-- START OF SUPPLIED INFORMATION --

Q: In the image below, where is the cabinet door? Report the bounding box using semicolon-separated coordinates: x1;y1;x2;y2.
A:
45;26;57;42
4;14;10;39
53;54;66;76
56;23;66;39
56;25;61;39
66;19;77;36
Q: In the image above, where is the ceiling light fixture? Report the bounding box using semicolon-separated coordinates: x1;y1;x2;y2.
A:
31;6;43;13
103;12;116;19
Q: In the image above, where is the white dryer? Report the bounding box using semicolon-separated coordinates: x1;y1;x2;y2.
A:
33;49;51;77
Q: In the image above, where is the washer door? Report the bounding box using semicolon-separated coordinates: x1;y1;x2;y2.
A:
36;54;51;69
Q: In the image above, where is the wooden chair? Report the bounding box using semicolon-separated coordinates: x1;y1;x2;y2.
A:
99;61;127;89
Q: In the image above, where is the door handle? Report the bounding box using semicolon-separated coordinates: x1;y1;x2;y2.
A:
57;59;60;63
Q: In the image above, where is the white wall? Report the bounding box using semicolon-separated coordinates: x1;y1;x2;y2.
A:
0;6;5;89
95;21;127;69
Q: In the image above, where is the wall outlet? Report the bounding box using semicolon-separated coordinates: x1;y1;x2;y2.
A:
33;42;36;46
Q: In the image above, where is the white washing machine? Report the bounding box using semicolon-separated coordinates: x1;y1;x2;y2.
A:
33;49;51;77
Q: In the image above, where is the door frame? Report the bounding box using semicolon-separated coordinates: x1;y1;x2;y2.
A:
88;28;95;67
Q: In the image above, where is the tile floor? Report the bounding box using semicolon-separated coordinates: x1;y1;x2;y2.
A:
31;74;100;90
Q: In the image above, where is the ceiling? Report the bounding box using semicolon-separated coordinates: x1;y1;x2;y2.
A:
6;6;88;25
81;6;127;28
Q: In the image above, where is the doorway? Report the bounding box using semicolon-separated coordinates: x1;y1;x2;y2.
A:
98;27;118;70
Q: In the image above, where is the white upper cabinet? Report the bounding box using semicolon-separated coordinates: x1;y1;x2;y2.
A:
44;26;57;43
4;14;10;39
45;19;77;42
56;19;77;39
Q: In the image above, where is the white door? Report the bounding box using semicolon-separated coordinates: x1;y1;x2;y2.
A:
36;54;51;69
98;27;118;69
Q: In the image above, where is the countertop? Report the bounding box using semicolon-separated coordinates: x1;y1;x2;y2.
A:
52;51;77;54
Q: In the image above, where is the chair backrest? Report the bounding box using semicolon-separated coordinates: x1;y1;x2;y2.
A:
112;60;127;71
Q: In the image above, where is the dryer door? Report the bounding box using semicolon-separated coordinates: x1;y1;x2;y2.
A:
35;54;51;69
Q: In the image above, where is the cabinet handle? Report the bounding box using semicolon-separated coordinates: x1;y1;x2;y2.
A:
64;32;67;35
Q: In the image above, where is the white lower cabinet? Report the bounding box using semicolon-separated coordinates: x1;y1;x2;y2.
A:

-- END OF SUPPLIED INFORMATION --

THE REQUEST: Number the lines above, starting at the line containing "Q: In the image above, where is the ceiling light" and ending at the line containing "95;21;127;69", with both included. Skip any blank lines.

ANSWER TO THIS PROBLEM:
1. Q: In the image above, where is the ceiling light fixture? Report the bounding box using semicolon-separated coordinates: x1;y1;x2;y2.
2. A:
3. 31;6;43;13
4. 103;12;116;19
5. Q: In the image above, where is the white dryer? Report the bounding box using semicolon-separated coordinates: x1;y1;x2;y2.
6. A:
7. 33;49;51;77
8. Q: In the image above, where is the washer door? Report the bounding box using semicolon-separated coordinates: x1;y1;x2;y2.
9. A:
10. 36;54;51;69
11. Q: In the image above, where is the wooden chair? Report the bounding box using semicolon-separated coordinates: x1;y1;x2;y2.
12. A:
13. 99;61;127;89
14. Q: In the image above, where is the door handle? Report the bounding box using semicolon-separated coordinates: x1;y1;x2;y2.
15. A:
16. 57;59;60;63
17. Q: In the image above, where is the white wall? Report the bounding box using semicolon-separated coordinates: x1;y1;x2;y2.
18. A:
19. 0;6;5;89
20. 95;21;127;69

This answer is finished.